▽

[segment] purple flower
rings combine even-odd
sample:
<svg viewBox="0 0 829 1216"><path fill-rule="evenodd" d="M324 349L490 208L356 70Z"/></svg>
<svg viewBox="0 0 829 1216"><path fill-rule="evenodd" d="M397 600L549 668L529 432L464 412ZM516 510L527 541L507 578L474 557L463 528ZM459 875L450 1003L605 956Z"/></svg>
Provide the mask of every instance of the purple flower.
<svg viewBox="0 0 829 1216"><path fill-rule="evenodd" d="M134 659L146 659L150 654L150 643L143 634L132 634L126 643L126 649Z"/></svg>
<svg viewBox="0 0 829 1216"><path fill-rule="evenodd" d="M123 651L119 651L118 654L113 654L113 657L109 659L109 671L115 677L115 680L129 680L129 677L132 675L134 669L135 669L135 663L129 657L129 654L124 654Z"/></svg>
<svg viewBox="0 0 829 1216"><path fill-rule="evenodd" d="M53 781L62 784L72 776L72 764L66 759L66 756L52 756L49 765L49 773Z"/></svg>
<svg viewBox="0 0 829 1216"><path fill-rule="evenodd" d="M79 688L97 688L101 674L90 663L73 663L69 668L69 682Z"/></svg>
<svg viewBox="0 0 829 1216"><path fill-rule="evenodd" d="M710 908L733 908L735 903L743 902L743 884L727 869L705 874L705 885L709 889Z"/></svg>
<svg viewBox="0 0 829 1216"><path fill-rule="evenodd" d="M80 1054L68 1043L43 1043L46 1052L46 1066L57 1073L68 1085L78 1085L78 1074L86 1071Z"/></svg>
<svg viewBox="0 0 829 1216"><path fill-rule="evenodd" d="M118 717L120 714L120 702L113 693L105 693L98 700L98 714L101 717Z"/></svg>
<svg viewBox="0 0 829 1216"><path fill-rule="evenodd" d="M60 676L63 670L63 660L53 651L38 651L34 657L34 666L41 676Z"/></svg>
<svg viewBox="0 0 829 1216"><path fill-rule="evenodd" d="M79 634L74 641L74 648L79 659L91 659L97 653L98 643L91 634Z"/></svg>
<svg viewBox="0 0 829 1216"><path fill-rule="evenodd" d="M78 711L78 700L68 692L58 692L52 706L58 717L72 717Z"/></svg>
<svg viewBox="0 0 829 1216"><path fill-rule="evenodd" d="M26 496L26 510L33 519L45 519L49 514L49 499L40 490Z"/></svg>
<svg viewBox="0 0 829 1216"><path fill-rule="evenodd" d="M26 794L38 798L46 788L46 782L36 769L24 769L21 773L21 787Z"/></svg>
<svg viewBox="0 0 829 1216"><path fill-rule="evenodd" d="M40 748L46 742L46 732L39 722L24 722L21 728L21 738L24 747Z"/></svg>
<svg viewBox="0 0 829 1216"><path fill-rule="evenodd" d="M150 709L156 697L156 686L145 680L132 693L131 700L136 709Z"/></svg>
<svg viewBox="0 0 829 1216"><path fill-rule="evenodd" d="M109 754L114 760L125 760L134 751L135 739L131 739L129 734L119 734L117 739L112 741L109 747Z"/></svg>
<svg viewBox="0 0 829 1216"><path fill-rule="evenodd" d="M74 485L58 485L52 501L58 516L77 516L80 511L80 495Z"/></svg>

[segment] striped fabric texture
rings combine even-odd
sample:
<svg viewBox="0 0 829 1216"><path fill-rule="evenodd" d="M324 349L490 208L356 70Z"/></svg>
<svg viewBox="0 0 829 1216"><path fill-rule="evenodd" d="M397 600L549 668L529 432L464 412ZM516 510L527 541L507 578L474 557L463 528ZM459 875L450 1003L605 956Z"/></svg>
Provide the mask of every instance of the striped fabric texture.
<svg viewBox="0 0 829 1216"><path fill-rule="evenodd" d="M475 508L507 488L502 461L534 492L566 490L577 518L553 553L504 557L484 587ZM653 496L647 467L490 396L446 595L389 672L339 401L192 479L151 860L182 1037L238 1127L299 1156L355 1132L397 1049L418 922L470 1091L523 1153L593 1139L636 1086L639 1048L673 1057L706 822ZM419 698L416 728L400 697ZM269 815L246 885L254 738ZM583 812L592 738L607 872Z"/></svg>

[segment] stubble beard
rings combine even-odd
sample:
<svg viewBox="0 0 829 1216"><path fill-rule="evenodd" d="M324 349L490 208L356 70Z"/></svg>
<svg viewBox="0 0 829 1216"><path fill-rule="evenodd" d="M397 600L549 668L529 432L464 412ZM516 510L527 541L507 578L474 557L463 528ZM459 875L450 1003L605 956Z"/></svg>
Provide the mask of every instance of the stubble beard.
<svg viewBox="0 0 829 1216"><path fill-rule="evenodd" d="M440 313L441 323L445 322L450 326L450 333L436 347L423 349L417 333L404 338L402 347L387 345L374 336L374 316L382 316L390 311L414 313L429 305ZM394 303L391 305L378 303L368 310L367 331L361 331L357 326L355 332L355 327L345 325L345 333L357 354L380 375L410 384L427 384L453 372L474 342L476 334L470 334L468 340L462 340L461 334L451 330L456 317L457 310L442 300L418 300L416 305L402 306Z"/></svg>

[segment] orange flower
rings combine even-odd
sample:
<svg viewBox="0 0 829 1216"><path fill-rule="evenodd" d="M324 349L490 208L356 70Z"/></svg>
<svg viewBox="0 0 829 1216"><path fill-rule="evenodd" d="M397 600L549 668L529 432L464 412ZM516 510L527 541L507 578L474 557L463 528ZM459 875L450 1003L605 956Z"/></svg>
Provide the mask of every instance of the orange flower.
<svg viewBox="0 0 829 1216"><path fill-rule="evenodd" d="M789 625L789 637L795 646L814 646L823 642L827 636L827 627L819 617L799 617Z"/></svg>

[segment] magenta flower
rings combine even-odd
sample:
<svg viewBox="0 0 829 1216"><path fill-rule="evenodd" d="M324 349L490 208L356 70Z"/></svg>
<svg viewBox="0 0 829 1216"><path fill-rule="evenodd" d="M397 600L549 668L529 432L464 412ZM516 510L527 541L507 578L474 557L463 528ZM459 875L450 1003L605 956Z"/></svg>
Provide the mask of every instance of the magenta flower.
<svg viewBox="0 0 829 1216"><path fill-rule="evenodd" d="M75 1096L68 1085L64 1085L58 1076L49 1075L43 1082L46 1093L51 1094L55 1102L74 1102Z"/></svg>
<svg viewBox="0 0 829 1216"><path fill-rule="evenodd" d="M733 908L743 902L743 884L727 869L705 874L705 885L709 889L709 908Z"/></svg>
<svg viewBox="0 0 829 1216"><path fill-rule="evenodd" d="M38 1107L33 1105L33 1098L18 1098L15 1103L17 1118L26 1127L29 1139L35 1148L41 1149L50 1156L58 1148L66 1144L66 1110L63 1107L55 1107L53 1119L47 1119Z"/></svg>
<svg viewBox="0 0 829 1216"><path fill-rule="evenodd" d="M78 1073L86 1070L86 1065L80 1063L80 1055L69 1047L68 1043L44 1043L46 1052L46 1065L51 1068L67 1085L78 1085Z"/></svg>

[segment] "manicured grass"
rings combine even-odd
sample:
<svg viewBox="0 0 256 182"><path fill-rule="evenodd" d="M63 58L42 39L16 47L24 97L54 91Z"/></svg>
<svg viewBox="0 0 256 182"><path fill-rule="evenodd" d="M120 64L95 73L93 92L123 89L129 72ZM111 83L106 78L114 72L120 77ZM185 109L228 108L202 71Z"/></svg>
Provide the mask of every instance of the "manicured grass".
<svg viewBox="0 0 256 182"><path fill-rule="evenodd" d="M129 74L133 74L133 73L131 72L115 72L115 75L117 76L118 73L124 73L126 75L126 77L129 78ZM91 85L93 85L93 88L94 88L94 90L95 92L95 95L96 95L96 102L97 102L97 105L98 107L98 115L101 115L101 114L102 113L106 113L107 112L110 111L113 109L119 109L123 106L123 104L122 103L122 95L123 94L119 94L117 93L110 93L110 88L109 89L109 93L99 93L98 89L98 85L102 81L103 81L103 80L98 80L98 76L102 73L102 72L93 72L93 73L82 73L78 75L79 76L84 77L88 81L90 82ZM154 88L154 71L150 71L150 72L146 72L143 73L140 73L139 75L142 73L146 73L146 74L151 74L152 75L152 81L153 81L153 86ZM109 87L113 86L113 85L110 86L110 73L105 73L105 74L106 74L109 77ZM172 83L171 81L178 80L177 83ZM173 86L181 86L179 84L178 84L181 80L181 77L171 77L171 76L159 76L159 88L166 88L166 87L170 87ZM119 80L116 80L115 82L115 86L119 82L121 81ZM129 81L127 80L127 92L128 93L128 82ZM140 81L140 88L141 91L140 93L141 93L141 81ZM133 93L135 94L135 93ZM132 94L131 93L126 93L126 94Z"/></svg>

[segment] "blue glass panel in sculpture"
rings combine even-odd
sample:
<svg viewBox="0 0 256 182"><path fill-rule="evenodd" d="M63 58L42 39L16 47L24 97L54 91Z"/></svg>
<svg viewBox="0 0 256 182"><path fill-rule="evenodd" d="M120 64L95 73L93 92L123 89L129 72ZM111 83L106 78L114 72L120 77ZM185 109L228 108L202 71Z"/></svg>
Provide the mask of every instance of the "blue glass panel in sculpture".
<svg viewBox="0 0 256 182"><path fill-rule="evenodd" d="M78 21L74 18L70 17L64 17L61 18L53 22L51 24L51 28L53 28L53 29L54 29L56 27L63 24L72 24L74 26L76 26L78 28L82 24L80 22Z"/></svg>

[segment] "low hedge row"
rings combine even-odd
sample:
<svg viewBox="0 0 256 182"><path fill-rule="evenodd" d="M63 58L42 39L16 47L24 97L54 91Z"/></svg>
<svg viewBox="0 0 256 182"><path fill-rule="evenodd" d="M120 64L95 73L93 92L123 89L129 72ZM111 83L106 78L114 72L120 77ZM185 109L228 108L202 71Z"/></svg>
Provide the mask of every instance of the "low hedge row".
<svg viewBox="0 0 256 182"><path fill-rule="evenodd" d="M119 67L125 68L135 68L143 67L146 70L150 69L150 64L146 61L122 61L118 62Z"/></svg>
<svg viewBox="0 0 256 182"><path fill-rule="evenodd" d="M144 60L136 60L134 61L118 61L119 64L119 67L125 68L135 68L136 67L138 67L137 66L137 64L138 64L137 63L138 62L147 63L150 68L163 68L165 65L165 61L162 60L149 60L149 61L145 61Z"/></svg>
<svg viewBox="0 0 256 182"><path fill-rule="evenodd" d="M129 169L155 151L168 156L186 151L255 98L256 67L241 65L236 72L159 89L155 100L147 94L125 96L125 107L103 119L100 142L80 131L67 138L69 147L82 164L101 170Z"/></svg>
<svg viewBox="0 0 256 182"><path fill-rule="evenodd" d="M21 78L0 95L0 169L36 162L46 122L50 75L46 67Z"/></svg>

△

Update the records from the first line through the line containing "659L146 659L150 654L150", inclusive, replacing "purple flower" with "violet flower" and leaving everything else unchanged.

(EXPECTED ANSWER)
[segment] violet flower
rings combine even-odd
sample:
<svg viewBox="0 0 829 1216"><path fill-rule="evenodd" d="M324 349L490 208L356 70Z"/></svg>
<svg viewBox="0 0 829 1216"><path fill-rule="evenodd" d="M397 600L549 668L529 432L464 412ZM516 510L527 541L507 578L474 557L463 528ZM459 875L450 1003L605 956Z"/></svg>
Provide the mask of every instance of the violet flower.
<svg viewBox="0 0 829 1216"><path fill-rule="evenodd" d="M134 659L146 659L150 654L150 643L143 634L132 634L126 643L126 649Z"/></svg>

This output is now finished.